**Directions**
Below are some records; return each one exactly.

————

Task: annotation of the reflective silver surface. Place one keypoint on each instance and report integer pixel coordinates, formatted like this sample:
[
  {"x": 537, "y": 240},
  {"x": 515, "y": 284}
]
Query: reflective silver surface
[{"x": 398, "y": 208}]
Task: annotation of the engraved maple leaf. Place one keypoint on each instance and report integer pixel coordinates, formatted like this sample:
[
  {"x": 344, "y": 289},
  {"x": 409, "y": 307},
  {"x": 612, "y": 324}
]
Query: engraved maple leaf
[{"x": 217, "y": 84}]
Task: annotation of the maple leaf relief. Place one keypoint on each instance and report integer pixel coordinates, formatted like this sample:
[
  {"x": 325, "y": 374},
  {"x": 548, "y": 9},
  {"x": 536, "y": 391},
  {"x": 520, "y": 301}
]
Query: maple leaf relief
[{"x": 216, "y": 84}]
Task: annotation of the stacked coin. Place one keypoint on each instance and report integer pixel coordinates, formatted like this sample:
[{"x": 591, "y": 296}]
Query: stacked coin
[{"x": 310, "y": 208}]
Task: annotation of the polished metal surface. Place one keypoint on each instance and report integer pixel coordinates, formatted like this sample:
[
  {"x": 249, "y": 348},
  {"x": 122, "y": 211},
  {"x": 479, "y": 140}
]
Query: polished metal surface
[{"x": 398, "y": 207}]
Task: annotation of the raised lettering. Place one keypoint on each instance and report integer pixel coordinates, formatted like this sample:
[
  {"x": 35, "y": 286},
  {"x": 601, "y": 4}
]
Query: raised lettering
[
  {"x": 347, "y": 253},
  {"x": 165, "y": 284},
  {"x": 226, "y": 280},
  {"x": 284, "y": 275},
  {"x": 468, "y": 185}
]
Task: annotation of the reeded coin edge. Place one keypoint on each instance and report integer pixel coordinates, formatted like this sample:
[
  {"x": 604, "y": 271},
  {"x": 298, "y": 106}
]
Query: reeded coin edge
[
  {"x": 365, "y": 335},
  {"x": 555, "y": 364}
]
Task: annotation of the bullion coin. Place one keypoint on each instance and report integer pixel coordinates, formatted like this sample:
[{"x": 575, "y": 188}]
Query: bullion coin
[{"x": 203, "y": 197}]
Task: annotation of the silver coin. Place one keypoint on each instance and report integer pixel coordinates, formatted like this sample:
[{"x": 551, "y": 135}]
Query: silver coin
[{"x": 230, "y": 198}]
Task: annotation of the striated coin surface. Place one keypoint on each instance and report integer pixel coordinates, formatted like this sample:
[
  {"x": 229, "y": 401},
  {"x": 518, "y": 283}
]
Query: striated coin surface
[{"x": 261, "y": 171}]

————

**Solution for this problem**
Task: annotation of the reflective silver surface. Place one keypoint on each instance and report integer pixel coordinates, formatted like this sample:
[
  {"x": 537, "y": 240},
  {"x": 515, "y": 284}
]
Query: reflective silver surface
[{"x": 398, "y": 208}]
Task: annotation of the engraved maple leaf. Place one keypoint on each instance and report integer pixel coordinates, formatted like this sample:
[
  {"x": 344, "y": 289},
  {"x": 409, "y": 307},
  {"x": 612, "y": 324}
]
Query: engraved maple leaf
[{"x": 217, "y": 84}]
Task: annotation of the maple leaf relief. Place one keypoint on each instance and report integer pixel coordinates, formatted like this sample:
[
  {"x": 325, "y": 374},
  {"x": 548, "y": 9},
  {"x": 536, "y": 391},
  {"x": 520, "y": 301}
]
Query: maple leaf relief
[{"x": 216, "y": 84}]
Task: annotation of the stacked coin. Place one keypoint on each instance and report integer pixel coordinates, formatted like this sample:
[{"x": 591, "y": 296}]
Query: stacked coin
[{"x": 310, "y": 208}]
Task: annotation of the polished metal surface. Place one keypoint on each instance and report integer pixel coordinates, formatted like this sample:
[
  {"x": 249, "y": 348},
  {"x": 122, "y": 211},
  {"x": 479, "y": 140}
]
Query: polished metal surface
[{"x": 398, "y": 207}]
Task: annotation of the raised lettering. Place one keypoint on each instance and report integer pixel coordinates, formatted like this sample:
[
  {"x": 35, "y": 286},
  {"x": 601, "y": 4}
]
Query: raised lettering
[
  {"x": 347, "y": 253},
  {"x": 165, "y": 284},
  {"x": 226, "y": 280},
  {"x": 284, "y": 275},
  {"x": 468, "y": 185}
]
Task: annotation of the reeded coin edge. Place one keypoint on each instance and report integer pixel coordinates, formatted like this sample:
[
  {"x": 604, "y": 271},
  {"x": 298, "y": 106}
]
Query: reeded coin edge
[
  {"x": 365, "y": 335},
  {"x": 555, "y": 364}
]
Task: annotation of the bullion coin. Place one keypoint on each instance and report integer pixel coordinates, formatted like this sample:
[{"x": 575, "y": 188}]
Query: bullion coin
[{"x": 203, "y": 197}]
Task: annotation of the silver coin. Place one keypoint on each instance and report integer pixel coordinates, formatted like this sample:
[{"x": 551, "y": 135}]
Query: silver coin
[{"x": 230, "y": 198}]
Task: annotation of the striated coin surface. Place one keypoint on each instance and report integer pixel coordinates, formatted like this sample:
[
  {"x": 229, "y": 401},
  {"x": 518, "y": 283}
]
Query: striated coin surface
[{"x": 261, "y": 171}]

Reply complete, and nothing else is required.